Фрагмент текста —
>>
Философ Аристипп был человек очень спокойный и легко примиряющийся с невзгодами, как, впрочем, и подобает философу. Он, например, тратил большие средства на свою возлюбленную, заведомо зная, что та ему изменяет.
– Ну, что же, – спокойно утешался Аристипп, – ведь я ей даю деньги не за то, чтобы она была неблагосклонна к другим, а за то, чтобы она была благосклонна ко мне.
Сиракузский тиран Дионисий имел манеру раздражать людей, сажая их на последние места у себя за столом. Так поступил он с Аристиппом. Однажды, принимая его у себя, он посадил его на почетное место, а на следующий день посадил на последнее, причем, конечно, не преминул спросить: как, мол, ты находишь твое сегодняшнее место за столом по сравнению со вчерашним?
– Не нахожу между ними разницы, – ответил философ, – оба делаются почетными, когда я сижу на них.
– Если бы ты привык, как я, кормиться бобами, – говорил Аристиппу Диоген, – так не был бы рабом у тирана.
Аристипп же ему возразил:
– Если бы ты умел ладить с людьми, так не кормился бы одними бобами.
Однажды, умоляя о чем-то Дионисия, Аристипп бросился к его ногам. Когда ему ставили в вину такое излишнее унижение, он говорил:
– Что же делать, коли у этого человека уши на ногах.
В другой раз, когда он у того же Дионисия просил денежной помощи, тот с насмешкой сказал ему:
– Ведь ты сам же все твердишь, что философ ни в чем не нуждается.
– Мы сейчас рассмотрим и разрешим этот вопрос, только дай мне денег, – настаивал Аристипп.
И когда деньги ему были даны, он сказал:
– Ну, вот теперь и я ни в чем больше не нуждаюсь.
Какой-то богатей приглашал Аристиппа давать уроки сыну. Философ запросил за обучение довольно значительную сумму, а богач заупрямился и говорил, что за такие деньги можно купить осла.
<<
Задание 1 —
Определите, соответствуют ли фрагменту об Аристиппе утверждения (а), (б) и (в). Для каждого ответьте «да» или «нет» и приведите точную цитату из фрагмента, на которой основан ответ.
(а) Аристипп знал, что возлюбленная ему изменяет.
(б) В первый день Дионисий посадил Аристиппа на последнее место за столом.
(в) Диоген советовал Аристиппу кормиться бобами.
Задание 2 —
Подхватите фрагмент об Аристиппе и продолжите его после последней фразы.

Исходные данные —
>>
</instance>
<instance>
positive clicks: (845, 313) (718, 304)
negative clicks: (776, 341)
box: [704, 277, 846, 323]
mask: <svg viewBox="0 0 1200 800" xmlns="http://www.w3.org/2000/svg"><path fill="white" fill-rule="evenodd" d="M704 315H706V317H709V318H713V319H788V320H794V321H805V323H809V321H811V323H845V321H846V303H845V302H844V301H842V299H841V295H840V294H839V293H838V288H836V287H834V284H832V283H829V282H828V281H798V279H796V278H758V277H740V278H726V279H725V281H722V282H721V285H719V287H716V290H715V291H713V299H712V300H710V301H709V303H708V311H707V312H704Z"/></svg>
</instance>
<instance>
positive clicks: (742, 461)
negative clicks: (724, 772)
<<
Результат 1 —
(а) Да: «заведомо зная, что та ему изменяет».
(б) Нет: «он посадил его на почетное место, а на следующий день посадил на последнее».
(в) Да: «Если бы ты привык, как я, кормиться бобами».

Результат 2 —
– Ну и купи, – сказал философ, – будут у тебя два осла.
Аристипп любил хорошо покушать, и его за это иногда упрекали. Он обычно возражал собеседнику: будь все эти изысканные блюда дешевы, он и сам бы их приобретал для себя. И собеседник, конечно, с этим должен был соглашаться.
– Значит, по-настоящему, надо тебя упрекать за скаредность, а не меня за расточительность, – заключал Аристипп.
В другой раз в ответ на подобный же упрек (по поводу какого-то лакомства, за которое он заплатил очень дорого) он задал упрекавшему вопрос:
– А если бы это стоило один обол, ты бы купил?
Ответ был утвердительный.
– Ну, так для меня пятьдесят драхм то же, что для тебя обол, – заключил философ.
Г. Ахен. Торжество истины
Во время одного плавания поднялась буря, судну угрожала опасность, и Аристипп, который тогда плыл на этом судне, испугался. Кто-то из матросов заметил ему:
– Нам, простым смертным, буря не страшна, а вы, философы, трусите во время бури.
– Это и понятно, – отвечал философ, – мы оба рискуем жизнью, но наш риск совсем иной, чем ваш, потому что цена нашей жизни совсем иная.
Некто в присутствии Аристиппа говорил, что философы только и делают, что обивают пороги богатых и знатных, а между тем богатые что-то не особенно усердно посещают философов.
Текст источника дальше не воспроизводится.